— Begin Quoted text —
So you’ve deleted an Evernote notebook

David T. Kearns PhD
5 min readNov 5, 2016

I was able to recover my lost notebook. Here’s how I did it.

I love Evernote. It has become as second brain for me, recording and indexing all the pieces of data I would normally have scattered in paper or across my hard drive.

I was tidying up my Evernote database recently — consolidating my plethora of notebooks. After moving notes out of a defunct notebook, I deleted the notebook. I was doing this on my phone.

Each time you click or tap delete an Evernote notebook, you get an important warning. Here’s what they look like on iOS and MacOS, respectively, though similar warnings show up on the Windows, Android, or web versions.

iOS warning. Note the critical words “cannot be undone” 😱
MacOS warning. Same important warning as in iOS

I was deleting so quickly that I just blew right past this warning, blithely tapping Delete. Evernote is set up to automatically sync, so it immediately deleted the online versions of all my notes in this notebook. Receipts notebook is where I’ve saved years worth of receipts for online and offline purchases. I had to get these back.

Evernote weren’t kidding about “this operation cannot be undone”. Several hours of Googling and searching my computer and the web version of Evernote, as well as Evernote’s extensive help files and help forum, convinced me those notes were gone from my computer and from the online synced version of my notes.

Fortunately I keep backups of my computer. No problem, right? So I went into my Time Machine backup using the method I’ll explain shortly, and recovered the Evernote database. Unfortunately, when you sync Evernote with an older version of the database, it helpfully re-deletes the destroyed notes because your recovered database is older than the online deleted version. So we need to modify our approach.

The steps below show how I recovered my lost notebook. This approach works for individual notes you’ve deleted as well (if they’ve been purged from the trash notebook already).

Note: This approach requires you to have a backup of your computer somewhere. I had it in a Time Machine backup and also in a Carbon Copy Cloner backup.

It doesn’t matter where the backup is, so long as you can access the file system in the backup to extract the necessary files from a time BEFORE you deleted the notebook you want to recover. If you don’t have any backups I think you’re out of luck. Take this as a life lesson and start a backup regime today.

  1. Sync Evernote to ensure your notes stay as they are. Wait for syncing to finish before you proceed.
— End Quoted text —
- **Problems and tasks**:
1 – Count the lines of the entries that contain the string "silver" and reply with only that number.
2 – Pick up the article on recovering a deleted Evernote notebook from where it stops.
— Begin Provided records —
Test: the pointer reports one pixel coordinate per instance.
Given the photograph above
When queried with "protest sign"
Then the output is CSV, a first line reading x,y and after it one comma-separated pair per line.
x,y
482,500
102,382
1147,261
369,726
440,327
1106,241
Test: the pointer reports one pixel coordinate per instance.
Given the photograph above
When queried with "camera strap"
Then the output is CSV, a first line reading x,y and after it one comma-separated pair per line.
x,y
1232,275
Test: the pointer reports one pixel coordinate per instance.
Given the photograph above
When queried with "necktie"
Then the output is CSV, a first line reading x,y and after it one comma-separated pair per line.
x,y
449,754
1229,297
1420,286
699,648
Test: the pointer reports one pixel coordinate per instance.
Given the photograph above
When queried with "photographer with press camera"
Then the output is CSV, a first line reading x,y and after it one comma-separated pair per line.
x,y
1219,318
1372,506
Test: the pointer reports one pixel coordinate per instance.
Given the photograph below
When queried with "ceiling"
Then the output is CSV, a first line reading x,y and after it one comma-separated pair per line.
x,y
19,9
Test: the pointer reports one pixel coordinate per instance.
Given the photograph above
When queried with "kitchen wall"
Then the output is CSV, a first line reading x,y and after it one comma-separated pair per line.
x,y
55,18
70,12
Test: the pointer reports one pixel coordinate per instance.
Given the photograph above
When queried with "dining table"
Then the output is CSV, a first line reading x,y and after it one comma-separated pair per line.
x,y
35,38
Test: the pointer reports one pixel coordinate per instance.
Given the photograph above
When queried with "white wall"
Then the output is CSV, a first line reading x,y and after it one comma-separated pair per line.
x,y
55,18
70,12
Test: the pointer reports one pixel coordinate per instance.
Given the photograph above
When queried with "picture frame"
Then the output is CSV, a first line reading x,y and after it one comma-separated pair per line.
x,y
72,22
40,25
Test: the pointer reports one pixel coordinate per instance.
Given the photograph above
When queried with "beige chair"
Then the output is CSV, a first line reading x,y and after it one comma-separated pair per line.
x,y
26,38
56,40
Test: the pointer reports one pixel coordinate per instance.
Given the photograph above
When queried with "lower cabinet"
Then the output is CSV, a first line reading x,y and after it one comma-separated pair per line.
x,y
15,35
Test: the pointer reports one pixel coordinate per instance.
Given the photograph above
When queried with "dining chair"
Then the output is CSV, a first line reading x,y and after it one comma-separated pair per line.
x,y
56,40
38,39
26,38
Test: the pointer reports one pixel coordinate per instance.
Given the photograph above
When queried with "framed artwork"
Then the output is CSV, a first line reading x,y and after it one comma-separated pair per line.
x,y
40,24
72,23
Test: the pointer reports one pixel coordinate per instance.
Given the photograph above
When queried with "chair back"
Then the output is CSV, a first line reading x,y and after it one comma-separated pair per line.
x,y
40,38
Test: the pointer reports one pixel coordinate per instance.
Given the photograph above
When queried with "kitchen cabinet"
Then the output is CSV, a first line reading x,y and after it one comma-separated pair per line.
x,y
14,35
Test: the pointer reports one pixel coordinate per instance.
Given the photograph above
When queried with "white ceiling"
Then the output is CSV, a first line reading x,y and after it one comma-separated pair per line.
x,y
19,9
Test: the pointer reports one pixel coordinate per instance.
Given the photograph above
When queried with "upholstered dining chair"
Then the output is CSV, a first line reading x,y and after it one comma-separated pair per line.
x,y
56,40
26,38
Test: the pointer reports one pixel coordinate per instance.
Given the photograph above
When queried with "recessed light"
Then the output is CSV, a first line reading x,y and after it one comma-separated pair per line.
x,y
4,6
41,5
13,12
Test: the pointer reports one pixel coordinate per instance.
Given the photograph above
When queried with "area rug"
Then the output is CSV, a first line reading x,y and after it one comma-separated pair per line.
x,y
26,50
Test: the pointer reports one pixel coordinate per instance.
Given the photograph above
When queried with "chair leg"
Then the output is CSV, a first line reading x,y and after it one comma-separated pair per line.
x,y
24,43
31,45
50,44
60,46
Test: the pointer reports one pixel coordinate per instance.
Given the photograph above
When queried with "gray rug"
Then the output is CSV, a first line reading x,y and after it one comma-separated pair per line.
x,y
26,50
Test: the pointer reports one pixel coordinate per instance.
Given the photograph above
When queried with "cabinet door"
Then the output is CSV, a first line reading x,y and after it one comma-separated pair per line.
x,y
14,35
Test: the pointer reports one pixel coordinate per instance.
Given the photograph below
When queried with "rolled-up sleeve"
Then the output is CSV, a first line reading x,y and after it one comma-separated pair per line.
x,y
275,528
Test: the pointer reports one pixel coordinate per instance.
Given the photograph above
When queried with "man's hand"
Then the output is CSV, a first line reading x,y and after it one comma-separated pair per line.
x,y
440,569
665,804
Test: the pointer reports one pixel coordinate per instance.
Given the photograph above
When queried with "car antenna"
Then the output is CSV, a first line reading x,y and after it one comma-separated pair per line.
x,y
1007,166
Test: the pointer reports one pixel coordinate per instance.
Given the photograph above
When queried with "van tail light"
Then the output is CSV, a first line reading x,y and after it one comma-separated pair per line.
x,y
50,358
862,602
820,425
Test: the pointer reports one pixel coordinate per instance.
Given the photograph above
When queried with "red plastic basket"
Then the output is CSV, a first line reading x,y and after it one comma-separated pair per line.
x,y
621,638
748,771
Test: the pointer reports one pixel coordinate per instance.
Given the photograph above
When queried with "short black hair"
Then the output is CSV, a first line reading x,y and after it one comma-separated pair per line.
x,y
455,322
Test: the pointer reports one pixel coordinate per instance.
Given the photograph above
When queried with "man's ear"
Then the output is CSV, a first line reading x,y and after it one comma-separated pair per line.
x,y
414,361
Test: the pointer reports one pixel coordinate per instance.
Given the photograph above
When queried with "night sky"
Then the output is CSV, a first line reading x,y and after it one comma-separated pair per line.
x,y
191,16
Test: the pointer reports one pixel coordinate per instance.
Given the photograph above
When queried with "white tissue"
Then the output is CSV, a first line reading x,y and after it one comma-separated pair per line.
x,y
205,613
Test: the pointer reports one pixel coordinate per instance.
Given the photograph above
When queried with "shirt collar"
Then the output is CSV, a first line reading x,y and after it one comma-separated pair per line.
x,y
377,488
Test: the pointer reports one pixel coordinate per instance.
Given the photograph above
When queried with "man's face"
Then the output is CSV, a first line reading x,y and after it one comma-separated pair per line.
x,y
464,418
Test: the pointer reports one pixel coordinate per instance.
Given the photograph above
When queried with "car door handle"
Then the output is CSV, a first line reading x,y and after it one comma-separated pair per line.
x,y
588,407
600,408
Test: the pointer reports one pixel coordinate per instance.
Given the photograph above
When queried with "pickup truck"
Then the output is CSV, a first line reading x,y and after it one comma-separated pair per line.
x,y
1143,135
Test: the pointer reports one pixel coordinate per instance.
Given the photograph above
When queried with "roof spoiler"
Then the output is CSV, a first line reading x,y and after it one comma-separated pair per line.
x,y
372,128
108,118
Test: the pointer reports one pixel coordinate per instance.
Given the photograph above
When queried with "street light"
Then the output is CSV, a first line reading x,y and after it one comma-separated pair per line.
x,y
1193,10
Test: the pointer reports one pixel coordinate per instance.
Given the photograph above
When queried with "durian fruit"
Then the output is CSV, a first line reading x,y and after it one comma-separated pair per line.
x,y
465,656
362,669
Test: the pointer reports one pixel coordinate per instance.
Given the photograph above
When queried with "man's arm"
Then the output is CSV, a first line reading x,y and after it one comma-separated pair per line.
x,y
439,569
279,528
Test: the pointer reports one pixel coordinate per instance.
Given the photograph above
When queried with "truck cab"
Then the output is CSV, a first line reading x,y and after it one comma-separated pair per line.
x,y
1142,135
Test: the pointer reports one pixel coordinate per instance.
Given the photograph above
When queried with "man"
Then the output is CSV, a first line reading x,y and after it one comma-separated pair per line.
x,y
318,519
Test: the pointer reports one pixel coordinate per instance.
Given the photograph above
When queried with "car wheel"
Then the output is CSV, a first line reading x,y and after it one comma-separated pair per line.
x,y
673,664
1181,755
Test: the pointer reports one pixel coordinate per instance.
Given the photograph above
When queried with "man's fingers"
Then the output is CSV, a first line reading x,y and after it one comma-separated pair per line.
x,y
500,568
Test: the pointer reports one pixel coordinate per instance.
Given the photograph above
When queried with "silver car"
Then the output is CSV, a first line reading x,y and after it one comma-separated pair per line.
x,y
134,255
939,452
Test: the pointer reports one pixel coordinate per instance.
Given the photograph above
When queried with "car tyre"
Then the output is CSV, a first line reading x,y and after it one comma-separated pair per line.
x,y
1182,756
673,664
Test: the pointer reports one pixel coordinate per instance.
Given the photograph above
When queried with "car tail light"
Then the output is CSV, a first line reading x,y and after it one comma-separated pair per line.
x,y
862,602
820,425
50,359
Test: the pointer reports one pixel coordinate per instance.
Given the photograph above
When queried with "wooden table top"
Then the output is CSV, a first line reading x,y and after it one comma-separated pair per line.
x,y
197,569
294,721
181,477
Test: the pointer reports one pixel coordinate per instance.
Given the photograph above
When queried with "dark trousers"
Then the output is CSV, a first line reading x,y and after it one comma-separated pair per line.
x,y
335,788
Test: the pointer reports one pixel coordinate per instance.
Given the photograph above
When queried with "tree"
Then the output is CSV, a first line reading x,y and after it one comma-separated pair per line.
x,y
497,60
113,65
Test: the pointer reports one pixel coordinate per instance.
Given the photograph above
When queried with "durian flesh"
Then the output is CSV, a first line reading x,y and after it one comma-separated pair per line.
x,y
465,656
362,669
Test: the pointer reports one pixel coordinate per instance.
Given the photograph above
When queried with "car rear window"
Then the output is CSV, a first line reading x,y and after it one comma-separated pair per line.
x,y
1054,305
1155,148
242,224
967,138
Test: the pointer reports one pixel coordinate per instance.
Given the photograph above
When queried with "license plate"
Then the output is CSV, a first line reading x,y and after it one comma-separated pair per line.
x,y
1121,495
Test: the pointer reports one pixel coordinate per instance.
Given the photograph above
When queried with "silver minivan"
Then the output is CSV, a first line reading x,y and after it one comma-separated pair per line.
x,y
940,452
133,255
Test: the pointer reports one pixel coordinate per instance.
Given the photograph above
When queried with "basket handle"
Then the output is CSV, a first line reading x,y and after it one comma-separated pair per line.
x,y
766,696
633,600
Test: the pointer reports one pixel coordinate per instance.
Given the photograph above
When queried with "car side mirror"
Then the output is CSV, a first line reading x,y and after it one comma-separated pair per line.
— End Provided records —
- **Answer list**:
1 – 2

2 –
  2. (Mac) — Click Evernote > About Evernote in the menu bar. You will see the Evernote Logo, the name “Evernote” and a list of credits. Hold down the option key and a link “Open Database Folder” appears just under the version number. Click this link to open the folder holding your Evernote database in Finder.
(Mac) About Evernote window with blue text showing where the Open Database Folder link appears when you hold the option key

(Windows)- In the menu bar, click Tools > Options. Under General, near the bottom of the window, click the “Open Database folder” link. This opens the folder holding your Evernote database in Windows Explorer.

(Windows) Tools > Options window. See “Open Database folder” link in blue near the bottom.

3. (IMPORTANT) — shut down Evernote. (Mac) press Command-Q while Evernote is selected. On Windows, close the Evernote window and then right click on the Evernote icon in the system tray and click “Quit Evernote”. We will be changing the database which you don’t want to do while Evernote is running.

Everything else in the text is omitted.